WRITTEN REQUEST 1: In the esports earnings post, which CSV file does the R script load player IDs from?
WRITTEN REQUEST 2: Carry on the esports earnings post from its last line.

DOCUMENT PASSAGE:
--------

I am beyond new to using R or anything in the computer science field. I have managed to utilize an R Script shared by my professor to gather data on earnings from the E-sport industry and see if there is gender inequality amongst top earners. I have managed to scrape the data from https://www.esportsearnings.com/ for the top 10 played games and all the prize money that has been awarded amongst those games. However, I have no way to sort that data by if the earner is "male", "female", "other", or "unable to tell". I am very new to R and all of this and can share the R code I used if need be. If anyone has a code or can guide me in the right direction, it would be greatly appreciated!
Hello again everyone! Thank you all for reaching back so soon. I will attach the two main scripts I have used below this from my professor. As far as the data I have collected, I am not sure of the best way to share it. It is essentially an Excel file with thousands of players ranked from highest earnings to lowest for the top 10 grossing games of all time. I will try to attach a screenshot of that.
R Script
library(dplyr)
library(lubridate)
library(jsonlite)
library(httr)
DataREAD <- read.csv("allplayersStar2.csv", na.strings = "NA")
PlayerID <- DataREAD$PlayerId
PlayerID <- PlayerID[1:2115] #Must change this if repeating scrape due to interruption
playerIDs <- as.numeric(gsub('[$,]', '', PlayerID))
df <- data.frame(matrix(ncol = 25, nrow = 0))
for(i in 1:length(playerIDs)) {
#assigns the i player ID
playerID <- playerIDs[[i]]
APILINK <- paste0("http://api.esportsearnings.com/v0/LookupPlayerTournaments?apikey=b0e0da7e58c715f8618fbf2bb0f01920395531a048ccc4857274c6ccd7c157f9&playerid=", playerID,"&offset=0")
Sys.sleep(1)
jsonplayer <- APILINK %>%
httr::GET(config = httr::config(ssl_verifypeer = FALSE)) %>%
content(as = "text") %>%
fromJSON()
Sys.sleep(1)
#this subset uses if to figure out if
#there is more data left. If so it
#will collect another set of data
if(nrow(jsonplayer) == 100) {
APILINK <- paste0("http://api.esportsearnings.com/v0/LookupPlayerTournaments?apikey=b0e0da7e58c715f8618fbf2bb0f01920395531a048ccc4857274c6ccd7c157f9&playerid=", playerID,"&offset=100")
Sys.sleep(1)
jsonplayer2 <- APILINK %>%
httr::GET(config = httr::config(ssl_verifypeer = FALSE)) %>%
content(as = "text") %>%
fromJSON()
jsonplayer <- rbind(jsonplayer, jsonplayer2)
if(nrow(jsonplayer) == 200) {
Sys.sleep(1)
APILINK <- paste0("http://api.esportsearnings.com/v0/LookupPlayerTournaments?apikey=b0e0da7e58c715f8618fbf2bb0f01920395531a048ccc4857274c6ccd7c157f9&playerid=", playerID,"&offset=200")
Sys.sleep(1)

--------

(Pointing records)
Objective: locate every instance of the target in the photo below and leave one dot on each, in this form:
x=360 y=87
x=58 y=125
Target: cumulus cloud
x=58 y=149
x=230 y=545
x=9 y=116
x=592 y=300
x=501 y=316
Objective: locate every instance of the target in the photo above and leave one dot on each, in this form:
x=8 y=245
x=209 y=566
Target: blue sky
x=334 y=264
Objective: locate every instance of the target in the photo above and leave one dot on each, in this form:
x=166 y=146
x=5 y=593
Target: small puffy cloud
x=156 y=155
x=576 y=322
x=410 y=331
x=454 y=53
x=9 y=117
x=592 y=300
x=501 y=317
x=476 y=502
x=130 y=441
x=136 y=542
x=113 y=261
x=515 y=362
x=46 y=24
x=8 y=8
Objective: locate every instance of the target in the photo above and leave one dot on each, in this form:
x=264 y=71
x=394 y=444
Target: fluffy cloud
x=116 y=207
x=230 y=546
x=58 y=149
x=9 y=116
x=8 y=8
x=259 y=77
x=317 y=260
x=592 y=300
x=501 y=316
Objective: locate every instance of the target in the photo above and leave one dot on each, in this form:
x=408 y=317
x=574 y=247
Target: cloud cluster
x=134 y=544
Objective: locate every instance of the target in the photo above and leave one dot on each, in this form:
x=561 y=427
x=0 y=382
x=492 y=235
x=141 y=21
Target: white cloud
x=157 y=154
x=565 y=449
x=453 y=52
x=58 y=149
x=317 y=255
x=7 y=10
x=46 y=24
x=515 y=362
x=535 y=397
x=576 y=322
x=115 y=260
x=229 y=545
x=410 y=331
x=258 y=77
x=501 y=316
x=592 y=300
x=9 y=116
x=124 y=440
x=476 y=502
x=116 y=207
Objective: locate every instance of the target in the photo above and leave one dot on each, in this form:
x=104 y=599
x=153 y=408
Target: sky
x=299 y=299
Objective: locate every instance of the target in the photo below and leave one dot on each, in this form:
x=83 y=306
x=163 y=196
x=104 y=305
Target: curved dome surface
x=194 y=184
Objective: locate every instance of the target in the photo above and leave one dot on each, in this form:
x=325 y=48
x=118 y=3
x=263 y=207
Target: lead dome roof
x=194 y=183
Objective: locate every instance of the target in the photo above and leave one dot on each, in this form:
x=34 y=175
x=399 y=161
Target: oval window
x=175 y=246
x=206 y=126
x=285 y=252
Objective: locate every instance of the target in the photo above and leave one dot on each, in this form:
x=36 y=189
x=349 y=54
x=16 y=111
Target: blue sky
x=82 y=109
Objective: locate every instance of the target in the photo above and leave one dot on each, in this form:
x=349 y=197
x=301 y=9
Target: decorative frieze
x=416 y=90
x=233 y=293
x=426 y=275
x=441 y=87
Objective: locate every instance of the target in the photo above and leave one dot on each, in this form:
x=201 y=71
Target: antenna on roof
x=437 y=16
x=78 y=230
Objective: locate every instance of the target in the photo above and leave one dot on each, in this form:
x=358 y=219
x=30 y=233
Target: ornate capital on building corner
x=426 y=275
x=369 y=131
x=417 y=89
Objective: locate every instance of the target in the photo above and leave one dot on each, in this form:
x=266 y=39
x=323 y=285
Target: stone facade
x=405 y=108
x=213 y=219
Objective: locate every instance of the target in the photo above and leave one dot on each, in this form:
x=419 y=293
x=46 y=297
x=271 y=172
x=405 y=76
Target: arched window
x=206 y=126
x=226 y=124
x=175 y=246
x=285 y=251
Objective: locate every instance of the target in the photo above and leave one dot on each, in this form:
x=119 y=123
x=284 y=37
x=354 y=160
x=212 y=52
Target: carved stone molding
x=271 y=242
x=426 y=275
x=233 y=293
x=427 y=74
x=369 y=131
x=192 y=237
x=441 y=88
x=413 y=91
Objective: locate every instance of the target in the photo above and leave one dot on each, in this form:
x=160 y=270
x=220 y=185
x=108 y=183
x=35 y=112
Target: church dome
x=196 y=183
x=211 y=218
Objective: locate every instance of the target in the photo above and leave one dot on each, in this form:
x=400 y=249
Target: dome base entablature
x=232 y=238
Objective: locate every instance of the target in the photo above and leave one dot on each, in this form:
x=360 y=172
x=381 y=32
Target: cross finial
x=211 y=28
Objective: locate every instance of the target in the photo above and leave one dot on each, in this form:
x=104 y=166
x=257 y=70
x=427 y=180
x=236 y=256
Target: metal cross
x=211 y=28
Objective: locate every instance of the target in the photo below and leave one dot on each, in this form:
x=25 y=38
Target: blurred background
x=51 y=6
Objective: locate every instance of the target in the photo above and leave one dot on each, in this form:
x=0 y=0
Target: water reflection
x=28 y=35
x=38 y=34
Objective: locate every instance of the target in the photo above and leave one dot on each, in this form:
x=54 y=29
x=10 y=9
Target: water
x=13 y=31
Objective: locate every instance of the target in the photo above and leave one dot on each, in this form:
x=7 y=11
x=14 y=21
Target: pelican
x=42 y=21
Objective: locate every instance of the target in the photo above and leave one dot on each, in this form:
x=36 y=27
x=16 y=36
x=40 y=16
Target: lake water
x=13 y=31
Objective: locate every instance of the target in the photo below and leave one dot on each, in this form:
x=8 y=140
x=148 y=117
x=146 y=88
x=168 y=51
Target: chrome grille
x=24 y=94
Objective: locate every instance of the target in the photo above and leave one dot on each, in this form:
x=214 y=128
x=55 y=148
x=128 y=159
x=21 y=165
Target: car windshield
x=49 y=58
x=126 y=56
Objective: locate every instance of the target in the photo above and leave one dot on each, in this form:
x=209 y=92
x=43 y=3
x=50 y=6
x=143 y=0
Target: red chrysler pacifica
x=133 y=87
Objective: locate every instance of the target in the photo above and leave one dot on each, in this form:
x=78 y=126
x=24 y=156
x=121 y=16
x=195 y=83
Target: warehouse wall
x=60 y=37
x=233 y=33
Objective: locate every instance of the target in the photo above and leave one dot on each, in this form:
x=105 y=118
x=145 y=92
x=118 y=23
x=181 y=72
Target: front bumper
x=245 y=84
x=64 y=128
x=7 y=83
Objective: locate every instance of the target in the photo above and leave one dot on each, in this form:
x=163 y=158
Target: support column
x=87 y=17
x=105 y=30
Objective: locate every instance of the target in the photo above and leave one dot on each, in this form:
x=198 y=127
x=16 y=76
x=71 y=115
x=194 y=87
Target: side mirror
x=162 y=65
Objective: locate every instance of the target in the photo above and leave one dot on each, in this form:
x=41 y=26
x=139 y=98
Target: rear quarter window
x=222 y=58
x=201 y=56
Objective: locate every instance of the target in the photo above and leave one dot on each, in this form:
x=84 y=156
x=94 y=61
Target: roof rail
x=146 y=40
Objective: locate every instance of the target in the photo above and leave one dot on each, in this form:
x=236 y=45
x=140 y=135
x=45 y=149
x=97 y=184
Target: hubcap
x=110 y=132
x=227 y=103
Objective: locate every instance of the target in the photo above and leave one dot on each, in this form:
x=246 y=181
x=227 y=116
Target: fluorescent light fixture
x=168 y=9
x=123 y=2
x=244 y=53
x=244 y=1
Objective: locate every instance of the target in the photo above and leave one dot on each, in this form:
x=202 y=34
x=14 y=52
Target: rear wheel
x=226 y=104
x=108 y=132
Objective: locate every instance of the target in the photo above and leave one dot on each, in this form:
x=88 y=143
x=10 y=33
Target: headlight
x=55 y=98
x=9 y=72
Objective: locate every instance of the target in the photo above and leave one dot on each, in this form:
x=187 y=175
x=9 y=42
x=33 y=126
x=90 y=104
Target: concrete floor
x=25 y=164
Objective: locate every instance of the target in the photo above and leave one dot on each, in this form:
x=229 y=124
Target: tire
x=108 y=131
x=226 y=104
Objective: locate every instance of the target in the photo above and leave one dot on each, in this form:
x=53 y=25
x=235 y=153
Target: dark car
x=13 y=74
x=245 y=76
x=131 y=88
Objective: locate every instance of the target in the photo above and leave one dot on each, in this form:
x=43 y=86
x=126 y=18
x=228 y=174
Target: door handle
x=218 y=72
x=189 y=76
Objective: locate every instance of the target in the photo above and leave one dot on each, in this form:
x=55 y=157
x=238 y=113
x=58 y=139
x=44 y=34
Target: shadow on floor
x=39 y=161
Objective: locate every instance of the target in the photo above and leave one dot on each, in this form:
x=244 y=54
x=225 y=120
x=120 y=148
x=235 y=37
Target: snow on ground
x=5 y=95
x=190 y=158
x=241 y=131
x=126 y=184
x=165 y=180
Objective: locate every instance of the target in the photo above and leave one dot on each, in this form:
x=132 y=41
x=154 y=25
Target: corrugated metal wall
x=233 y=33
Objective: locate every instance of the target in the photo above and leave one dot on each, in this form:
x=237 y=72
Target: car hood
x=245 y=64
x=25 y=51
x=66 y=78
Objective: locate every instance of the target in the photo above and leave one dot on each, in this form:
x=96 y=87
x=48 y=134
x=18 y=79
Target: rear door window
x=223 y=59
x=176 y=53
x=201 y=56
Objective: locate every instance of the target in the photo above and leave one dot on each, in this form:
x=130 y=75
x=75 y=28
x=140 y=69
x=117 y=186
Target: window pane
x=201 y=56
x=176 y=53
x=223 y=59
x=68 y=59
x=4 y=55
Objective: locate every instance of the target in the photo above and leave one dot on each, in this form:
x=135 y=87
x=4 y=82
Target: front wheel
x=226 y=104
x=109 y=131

--------

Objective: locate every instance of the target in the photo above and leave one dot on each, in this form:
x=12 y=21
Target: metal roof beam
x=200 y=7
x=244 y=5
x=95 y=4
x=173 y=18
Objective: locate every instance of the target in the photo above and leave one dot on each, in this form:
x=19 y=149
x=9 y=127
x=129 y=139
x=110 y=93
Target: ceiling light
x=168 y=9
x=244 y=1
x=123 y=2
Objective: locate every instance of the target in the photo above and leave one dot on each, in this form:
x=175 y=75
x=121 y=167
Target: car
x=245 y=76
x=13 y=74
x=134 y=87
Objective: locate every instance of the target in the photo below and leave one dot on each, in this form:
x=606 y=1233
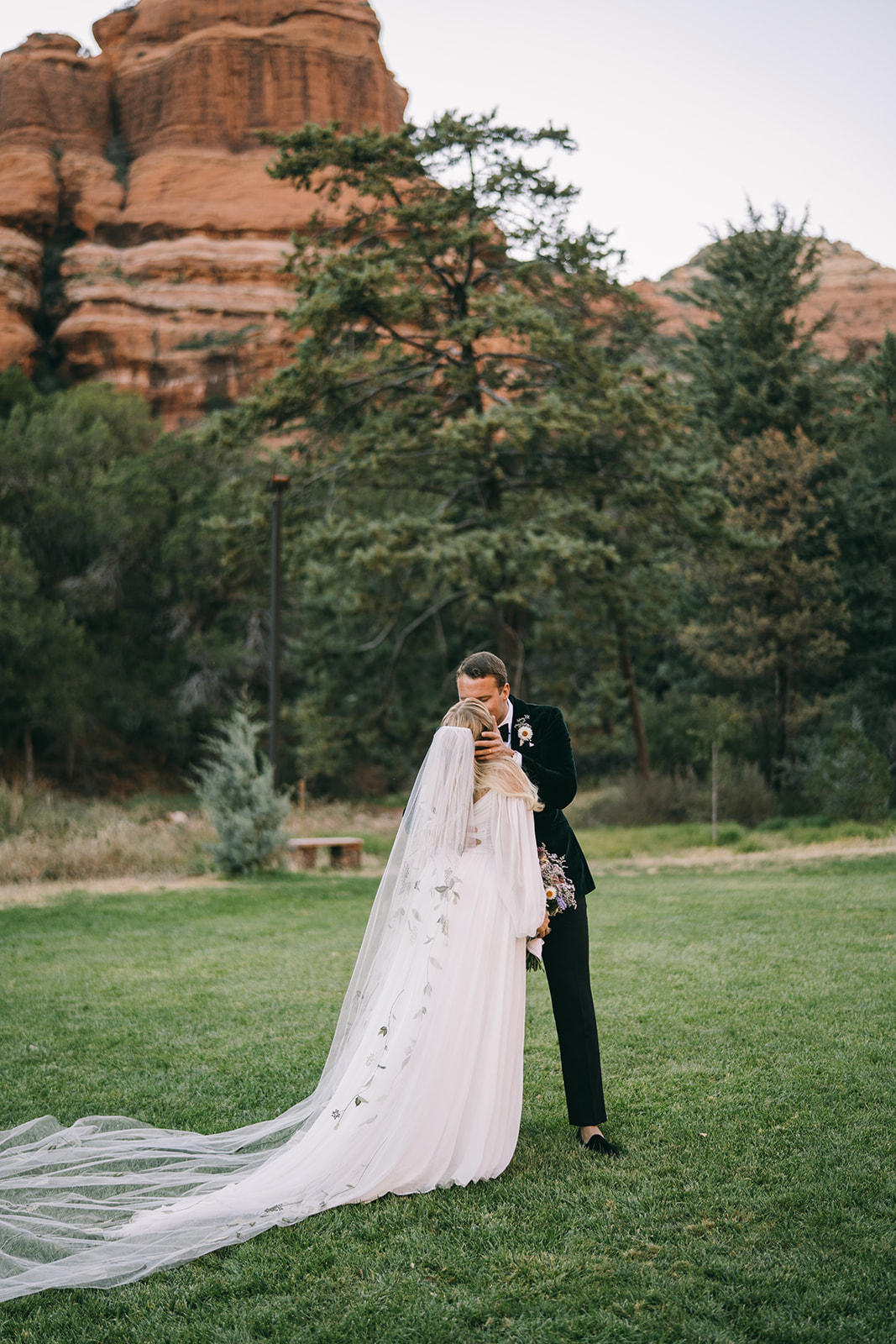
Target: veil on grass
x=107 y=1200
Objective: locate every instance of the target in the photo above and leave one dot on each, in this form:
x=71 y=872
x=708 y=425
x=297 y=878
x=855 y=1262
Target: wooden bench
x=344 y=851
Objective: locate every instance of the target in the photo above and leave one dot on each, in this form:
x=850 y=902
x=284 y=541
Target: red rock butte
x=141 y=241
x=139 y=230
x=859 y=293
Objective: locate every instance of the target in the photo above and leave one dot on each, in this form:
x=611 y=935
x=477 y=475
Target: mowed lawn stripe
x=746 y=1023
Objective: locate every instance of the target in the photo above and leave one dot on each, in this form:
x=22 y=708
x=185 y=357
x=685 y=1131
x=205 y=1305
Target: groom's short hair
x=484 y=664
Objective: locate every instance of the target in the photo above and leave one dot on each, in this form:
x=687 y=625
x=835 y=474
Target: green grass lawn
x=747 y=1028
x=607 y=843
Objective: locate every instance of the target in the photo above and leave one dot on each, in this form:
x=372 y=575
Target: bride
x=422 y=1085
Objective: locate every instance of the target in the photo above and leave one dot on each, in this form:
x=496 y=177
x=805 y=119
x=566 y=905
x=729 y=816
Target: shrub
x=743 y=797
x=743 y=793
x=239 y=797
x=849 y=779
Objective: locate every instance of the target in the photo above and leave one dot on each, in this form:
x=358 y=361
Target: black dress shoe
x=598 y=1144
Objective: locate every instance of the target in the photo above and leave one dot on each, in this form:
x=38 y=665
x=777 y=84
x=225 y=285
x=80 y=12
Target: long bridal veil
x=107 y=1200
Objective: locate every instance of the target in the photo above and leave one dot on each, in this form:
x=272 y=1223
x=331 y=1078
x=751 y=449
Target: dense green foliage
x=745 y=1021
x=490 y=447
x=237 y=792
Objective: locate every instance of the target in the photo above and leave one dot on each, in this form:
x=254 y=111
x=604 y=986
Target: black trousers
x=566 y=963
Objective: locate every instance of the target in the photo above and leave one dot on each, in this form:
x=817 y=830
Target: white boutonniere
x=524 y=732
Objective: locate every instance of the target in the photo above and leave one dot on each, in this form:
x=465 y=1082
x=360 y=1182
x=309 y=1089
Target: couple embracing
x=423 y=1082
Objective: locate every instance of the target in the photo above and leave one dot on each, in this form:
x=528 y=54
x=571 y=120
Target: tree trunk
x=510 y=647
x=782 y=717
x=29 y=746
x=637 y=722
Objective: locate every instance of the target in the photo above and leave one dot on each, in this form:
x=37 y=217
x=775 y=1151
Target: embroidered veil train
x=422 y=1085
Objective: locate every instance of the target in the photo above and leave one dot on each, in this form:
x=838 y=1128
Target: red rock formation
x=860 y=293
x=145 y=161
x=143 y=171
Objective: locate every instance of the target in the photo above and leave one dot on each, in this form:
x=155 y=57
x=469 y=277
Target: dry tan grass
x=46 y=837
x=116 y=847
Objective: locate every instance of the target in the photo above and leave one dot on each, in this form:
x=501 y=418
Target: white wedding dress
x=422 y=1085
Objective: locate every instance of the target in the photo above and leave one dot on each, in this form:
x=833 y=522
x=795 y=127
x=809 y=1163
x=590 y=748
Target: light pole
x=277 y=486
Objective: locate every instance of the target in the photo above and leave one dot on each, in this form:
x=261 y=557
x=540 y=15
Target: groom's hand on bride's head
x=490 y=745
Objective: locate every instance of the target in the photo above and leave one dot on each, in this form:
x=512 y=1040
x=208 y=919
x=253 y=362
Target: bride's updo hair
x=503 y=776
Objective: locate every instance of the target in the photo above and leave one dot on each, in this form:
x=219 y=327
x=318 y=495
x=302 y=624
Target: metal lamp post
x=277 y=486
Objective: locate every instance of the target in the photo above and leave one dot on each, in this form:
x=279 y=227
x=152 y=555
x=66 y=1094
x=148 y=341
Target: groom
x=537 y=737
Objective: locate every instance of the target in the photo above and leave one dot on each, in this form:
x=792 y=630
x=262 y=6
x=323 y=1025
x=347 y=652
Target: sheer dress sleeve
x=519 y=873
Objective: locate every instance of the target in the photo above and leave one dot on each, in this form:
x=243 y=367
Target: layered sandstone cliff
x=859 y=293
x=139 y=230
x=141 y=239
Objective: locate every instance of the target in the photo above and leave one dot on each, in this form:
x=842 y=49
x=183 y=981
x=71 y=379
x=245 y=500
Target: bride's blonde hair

--------

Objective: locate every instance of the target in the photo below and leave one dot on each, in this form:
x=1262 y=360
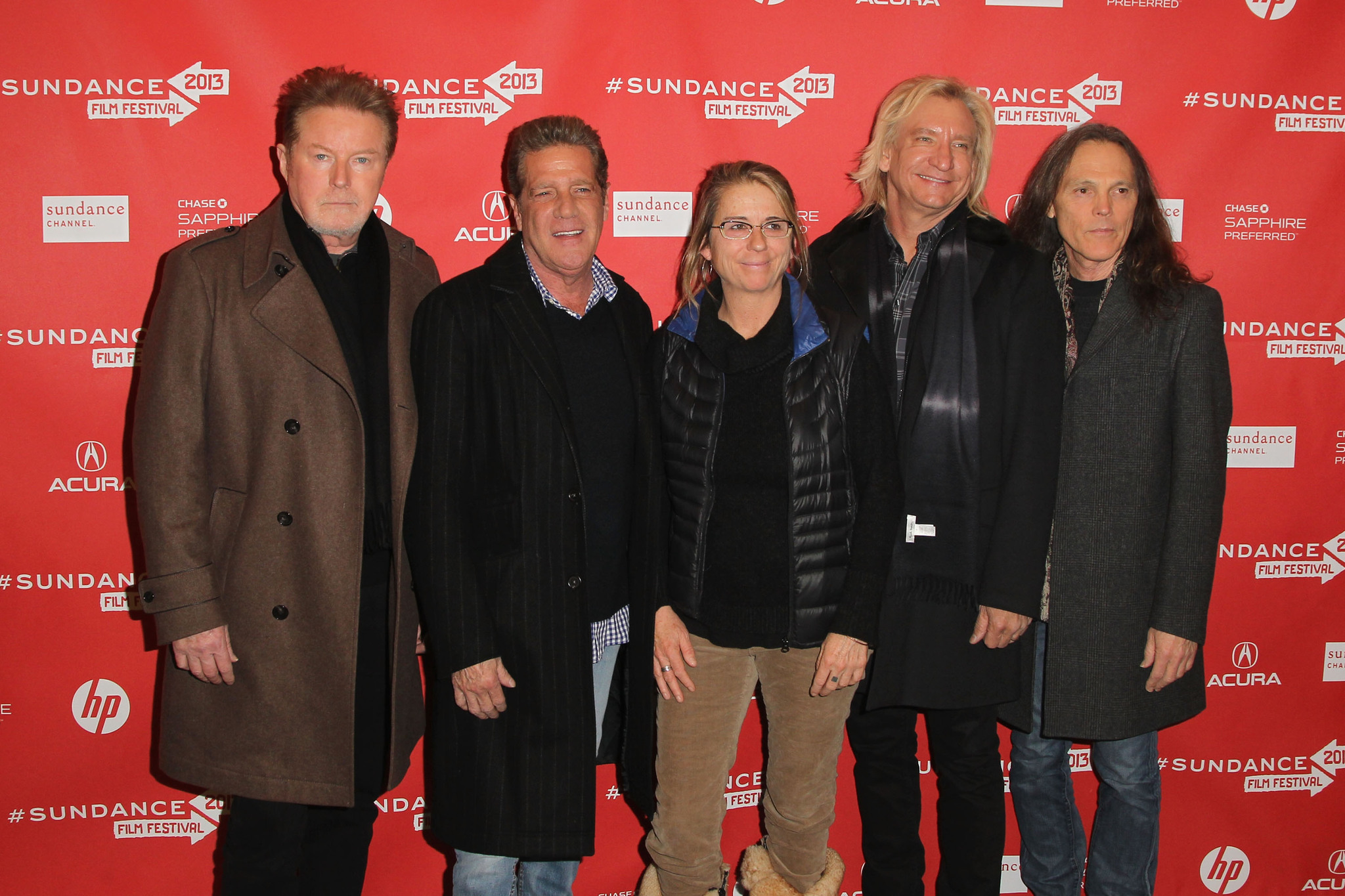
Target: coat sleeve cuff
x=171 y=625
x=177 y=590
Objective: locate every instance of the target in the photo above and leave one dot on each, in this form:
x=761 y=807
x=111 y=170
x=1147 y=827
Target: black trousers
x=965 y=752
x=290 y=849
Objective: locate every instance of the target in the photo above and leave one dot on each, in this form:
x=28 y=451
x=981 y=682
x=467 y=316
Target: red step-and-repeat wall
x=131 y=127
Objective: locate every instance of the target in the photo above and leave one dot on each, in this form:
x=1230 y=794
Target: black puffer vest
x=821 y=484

--------

RIGHT ANSWER 1: allplayersStar2.csv

RIGHT ANSWER 2:
jsonplayer2 <- APILINK %>%
httr::GET(config = httr::config(ssl_verifypeer = FALSE)) %>%
content(as = "text") %>%
fromJSON()
jsonplayer <- rbind(jsonplayer, jsonplayer2)
if(nrow(jsonplayer) == 300) {
Sys.sleep(1)
APILINK <- paste0("http://api.esportsearnings.com/v0/LookupPlayerTournaments?apikey=b0e0da7e58c715f8618fbf2bb0f01920395531a048ccc4857274c6ccd7c157f9&playerid=", playerID,"&offset=300")
Sys.sleep(1)
jsonplayer2 <- APILINK %>%
httr::GET(config = httr::config(ssl_verifypeer = FALSE)) %>%
content(as = "text") %>%
fromJSON()
jsonplayer <- rbind(jsonplayer, jsonplayer2)
Sys.sleep(1)
}}}
jsonplayer$Prize <- as.numeric(gsub('[$,]', '', jsonplayer$Prize))
jsonplayer$ExchangeRate <- as.numeric(gsub('[$,]', '', jsonplayer$ExchangeRate))
earnings <- mutate(jsonplayer, Earnings = Prize * ExchangeRate / TeamPlayers)
#be careful to change this to the correct GameId!
earnings <- filter(earnings, GameId == "151")
playerdata <- c()
playerdata <- append(playerdata, playerID)
for(i in 1:24) {
eYear <- i+1997
enddate <- paste0(eYear,"-12-31")
startdate <- paste0(eYear,"-01-01")
earningsyear <- filter(earnings, EndDate < enddate & EndDate > startdate)
if(nrow(earningsyear) > 0) {
yearearnings <- sum(earningsyear$Earnings)
playerdata <- append(playerdata, yearearnings, after = length(1+i))
} else {
playerdata <- append(playerdata, NA, after = length(1+i))
}
}
df <- rbind(df, playerdata)
}
x <- c("PlayerID", "X21", "X20", "X19", "X18",
"X17", "X16", "X15", "X14",
"X13", "X12", "X11", "X10",
"X09", "X08", "X07", "X06",
"X05", "X04", "X03", "X02",
"X01", "X00", "X99", "X98")
colnames(df) <- x
write.csv(df, "playerearningsStar.csv")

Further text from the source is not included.